■ **EXERCISE PROMPT**: Write out the lines of the items below character for character, starting with the line that contains "terrace edge, one" and ending after the line that contains "462), (145, 418)]".

(Excerpts from point annotation data)
########################################
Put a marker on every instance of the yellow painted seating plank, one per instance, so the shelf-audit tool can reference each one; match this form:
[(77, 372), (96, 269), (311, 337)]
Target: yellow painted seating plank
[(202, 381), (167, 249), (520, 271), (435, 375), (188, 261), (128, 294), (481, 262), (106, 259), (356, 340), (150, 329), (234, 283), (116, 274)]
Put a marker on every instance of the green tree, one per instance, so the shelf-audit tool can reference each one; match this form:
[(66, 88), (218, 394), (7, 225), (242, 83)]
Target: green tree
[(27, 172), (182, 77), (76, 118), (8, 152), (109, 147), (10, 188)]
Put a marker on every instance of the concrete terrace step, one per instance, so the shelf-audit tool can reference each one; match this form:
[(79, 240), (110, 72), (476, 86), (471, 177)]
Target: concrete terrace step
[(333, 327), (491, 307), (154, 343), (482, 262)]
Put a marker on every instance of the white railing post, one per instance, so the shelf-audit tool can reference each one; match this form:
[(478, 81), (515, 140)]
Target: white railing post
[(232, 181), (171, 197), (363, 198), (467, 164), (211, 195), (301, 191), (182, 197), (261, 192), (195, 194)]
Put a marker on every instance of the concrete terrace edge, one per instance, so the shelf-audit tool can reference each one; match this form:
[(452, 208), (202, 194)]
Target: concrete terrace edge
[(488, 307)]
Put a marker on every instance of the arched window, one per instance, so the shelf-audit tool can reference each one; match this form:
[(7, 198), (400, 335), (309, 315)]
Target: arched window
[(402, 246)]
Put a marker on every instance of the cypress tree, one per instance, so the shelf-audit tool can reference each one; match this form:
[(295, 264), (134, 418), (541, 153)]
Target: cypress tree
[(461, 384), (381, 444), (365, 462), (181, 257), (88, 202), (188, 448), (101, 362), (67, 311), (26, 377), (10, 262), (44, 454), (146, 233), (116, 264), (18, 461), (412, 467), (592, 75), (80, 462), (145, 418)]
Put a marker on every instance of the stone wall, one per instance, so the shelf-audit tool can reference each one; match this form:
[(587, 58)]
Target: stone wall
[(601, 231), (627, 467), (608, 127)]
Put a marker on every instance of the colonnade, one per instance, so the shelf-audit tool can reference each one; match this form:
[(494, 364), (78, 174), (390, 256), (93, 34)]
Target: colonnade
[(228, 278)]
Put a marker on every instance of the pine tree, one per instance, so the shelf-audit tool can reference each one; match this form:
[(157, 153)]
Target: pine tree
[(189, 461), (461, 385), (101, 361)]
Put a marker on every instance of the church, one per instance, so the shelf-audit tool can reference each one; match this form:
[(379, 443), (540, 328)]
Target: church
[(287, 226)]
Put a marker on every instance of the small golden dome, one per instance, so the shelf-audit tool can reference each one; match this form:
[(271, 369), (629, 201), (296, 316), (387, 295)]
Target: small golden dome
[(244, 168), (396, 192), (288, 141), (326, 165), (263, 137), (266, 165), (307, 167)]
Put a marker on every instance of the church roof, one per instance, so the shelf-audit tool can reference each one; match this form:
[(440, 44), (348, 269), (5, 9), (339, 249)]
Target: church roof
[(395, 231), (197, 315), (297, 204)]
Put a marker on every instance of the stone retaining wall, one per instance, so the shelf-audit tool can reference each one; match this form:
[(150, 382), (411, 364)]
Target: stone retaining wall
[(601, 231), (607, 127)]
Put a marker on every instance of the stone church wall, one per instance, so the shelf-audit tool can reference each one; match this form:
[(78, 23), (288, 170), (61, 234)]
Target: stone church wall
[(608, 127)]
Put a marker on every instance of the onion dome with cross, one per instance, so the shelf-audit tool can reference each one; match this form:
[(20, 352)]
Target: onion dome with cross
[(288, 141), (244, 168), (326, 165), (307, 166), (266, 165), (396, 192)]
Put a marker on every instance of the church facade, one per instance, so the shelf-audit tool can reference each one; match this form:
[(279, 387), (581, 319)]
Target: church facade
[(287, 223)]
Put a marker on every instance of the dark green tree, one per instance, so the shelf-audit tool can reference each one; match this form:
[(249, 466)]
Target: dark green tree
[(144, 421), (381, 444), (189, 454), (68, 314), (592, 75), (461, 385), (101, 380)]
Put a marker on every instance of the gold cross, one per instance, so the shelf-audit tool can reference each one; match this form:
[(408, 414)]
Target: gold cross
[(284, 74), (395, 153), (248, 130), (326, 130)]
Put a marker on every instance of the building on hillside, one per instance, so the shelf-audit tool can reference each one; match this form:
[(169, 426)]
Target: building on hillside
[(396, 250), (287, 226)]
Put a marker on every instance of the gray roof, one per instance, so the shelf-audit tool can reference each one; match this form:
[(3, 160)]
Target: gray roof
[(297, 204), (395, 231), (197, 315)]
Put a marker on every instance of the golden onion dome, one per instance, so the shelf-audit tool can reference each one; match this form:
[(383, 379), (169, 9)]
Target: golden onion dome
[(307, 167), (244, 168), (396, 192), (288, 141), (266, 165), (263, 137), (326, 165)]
########################################
■ **RESPONSE TO THIS TASK**:
Put a marker on every instance of the concrete terrace edge, one per instance, so the shelf-audit tool can reference each one; match this form:
[(452, 208), (202, 194)]
Target: concrete terrace edge
[(488, 307)]
Put a marker on every instance of the arched window, one per instance, so the shelf-audit tool can reference each one; match this form:
[(7, 198), (400, 335), (309, 315)]
Target: arched window
[(402, 246)]
Put a marker on every instance of the cypress tree, one per instance, so the shelf-audit tool can reference each one; match this form:
[(295, 264), (134, 418), (541, 153)]
Target: cypress tree
[(461, 384), (381, 444), (365, 462), (181, 257), (88, 202), (188, 448), (101, 362), (67, 311), (26, 377), (10, 262), (44, 454), (146, 233), (116, 264), (18, 461), (412, 467), (592, 75), (80, 462), (145, 418)]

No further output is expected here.